- Exercise task 1
In the excerpt on Portuguese arms sales, on what date did the government of Mário Soares secretly authorize sales to Iran?
* begin Excerpt *
Portugal became a major arms supplier to Iraq, selling 3.5bn escudos' worth in 1982 and 6bn in 1983. With Iraq's increasing difficulties keeping up payments for Portuguese arms, on 29 September 1983, the Portuguese government of Mário Soares secretly authorised sales to Iran. Several months later, Portugal's President Ramalho Eanes expressed surprise at learning at the presence at Lisbon Airport of an Iranian aircraft carrying arms. Security arrangements for an Iran Air jumbo jet were such that Iraqi diplomats in Lisbon learned of them. In 1984, Portugal sold Iran 1.5bn escudos' worth of arms, making it Portugal's second-largest customer after Iraq.
* end Excerpt *
* begin Data to process *
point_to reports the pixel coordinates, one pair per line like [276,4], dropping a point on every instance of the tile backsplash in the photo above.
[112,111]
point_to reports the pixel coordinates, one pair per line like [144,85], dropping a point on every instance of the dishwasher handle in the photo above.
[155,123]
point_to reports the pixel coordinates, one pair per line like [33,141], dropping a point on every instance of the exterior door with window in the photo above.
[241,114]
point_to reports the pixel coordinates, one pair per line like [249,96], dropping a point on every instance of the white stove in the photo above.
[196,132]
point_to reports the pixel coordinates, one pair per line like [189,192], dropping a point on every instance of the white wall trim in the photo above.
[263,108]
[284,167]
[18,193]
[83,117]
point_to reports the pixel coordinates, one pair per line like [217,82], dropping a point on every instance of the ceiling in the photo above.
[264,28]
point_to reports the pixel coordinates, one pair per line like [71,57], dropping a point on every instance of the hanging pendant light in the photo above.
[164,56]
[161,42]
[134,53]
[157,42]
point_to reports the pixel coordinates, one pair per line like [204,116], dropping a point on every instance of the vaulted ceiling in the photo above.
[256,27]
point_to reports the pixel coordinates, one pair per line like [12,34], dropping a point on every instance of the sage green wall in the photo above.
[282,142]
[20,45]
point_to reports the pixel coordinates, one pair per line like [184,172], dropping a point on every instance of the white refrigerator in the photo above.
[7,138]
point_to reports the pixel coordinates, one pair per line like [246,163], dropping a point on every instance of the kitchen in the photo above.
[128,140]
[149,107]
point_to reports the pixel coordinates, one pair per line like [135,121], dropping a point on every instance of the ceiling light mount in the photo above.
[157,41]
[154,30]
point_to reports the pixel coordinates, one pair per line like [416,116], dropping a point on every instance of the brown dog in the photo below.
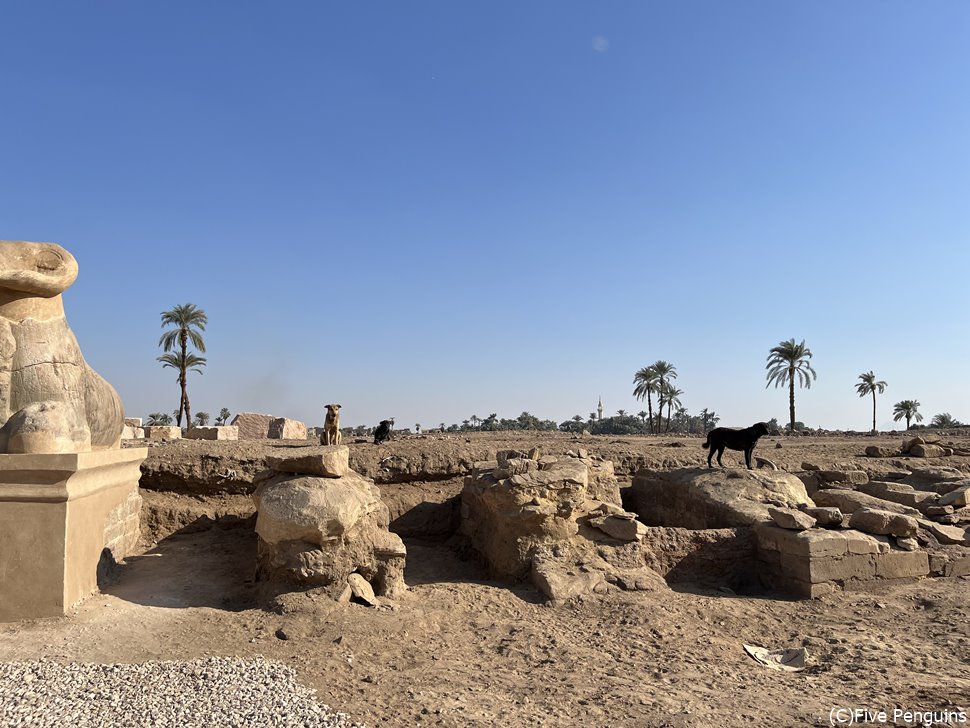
[331,426]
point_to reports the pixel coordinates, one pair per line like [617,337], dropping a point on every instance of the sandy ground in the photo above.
[459,650]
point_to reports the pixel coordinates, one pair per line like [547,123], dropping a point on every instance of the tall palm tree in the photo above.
[671,397]
[646,384]
[945,420]
[183,362]
[665,372]
[189,321]
[908,408]
[784,362]
[869,385]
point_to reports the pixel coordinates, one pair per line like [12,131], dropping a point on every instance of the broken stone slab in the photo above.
[825,516]
[791,519]
[328,461]
[252,425]
[907,544]
[880,451]
[945,534]
[361,589]
[214,432]
[957,498]
[712,497]
[855,477]
[283,428]
[622,527]
[883,523]
[927,451]
[899,493]
[849,501]
[163,432]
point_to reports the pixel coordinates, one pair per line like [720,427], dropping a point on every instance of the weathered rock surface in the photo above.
[791,518]
[252,425]
[163,432]
[215,432]
[706,498]
[326,461]
[825,516]
[318,531]
[43,375]
[283,428]
[883,523]
[849,501]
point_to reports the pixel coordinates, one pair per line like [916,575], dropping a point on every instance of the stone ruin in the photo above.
[556,521]
[320,524]
[68,494]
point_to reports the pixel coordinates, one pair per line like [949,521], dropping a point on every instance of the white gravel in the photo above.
[211,693]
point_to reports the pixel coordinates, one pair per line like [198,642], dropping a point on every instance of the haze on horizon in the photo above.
[432,211]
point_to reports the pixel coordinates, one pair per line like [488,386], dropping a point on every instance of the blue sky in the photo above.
[430,210]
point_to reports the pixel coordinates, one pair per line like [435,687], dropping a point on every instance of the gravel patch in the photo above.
[215,691]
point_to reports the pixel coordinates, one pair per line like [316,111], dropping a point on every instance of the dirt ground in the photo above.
[460,650]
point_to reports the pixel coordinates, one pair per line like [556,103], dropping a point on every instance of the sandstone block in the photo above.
[926,451]
[791,519]
[825,517]
[163,432]
[217,432]
[283,428]
[252,425]
[883,523]
[329,461]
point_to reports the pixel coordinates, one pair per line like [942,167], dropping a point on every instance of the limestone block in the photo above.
* end Data to process *
- Exercise task 2
Extract each line of the rows above that contains the string "light".

- Solution 1
29 September 1983

- Solution 2
point_to reports the pixel coordinates, one pair per line like [71,57], dropping a point on every instance of the hanging pendant light in the photo above.
point_to reports the pixel coordinates, one pair per line like [135,121], dropping a point on every instance of the ceiling light mount in the photo above.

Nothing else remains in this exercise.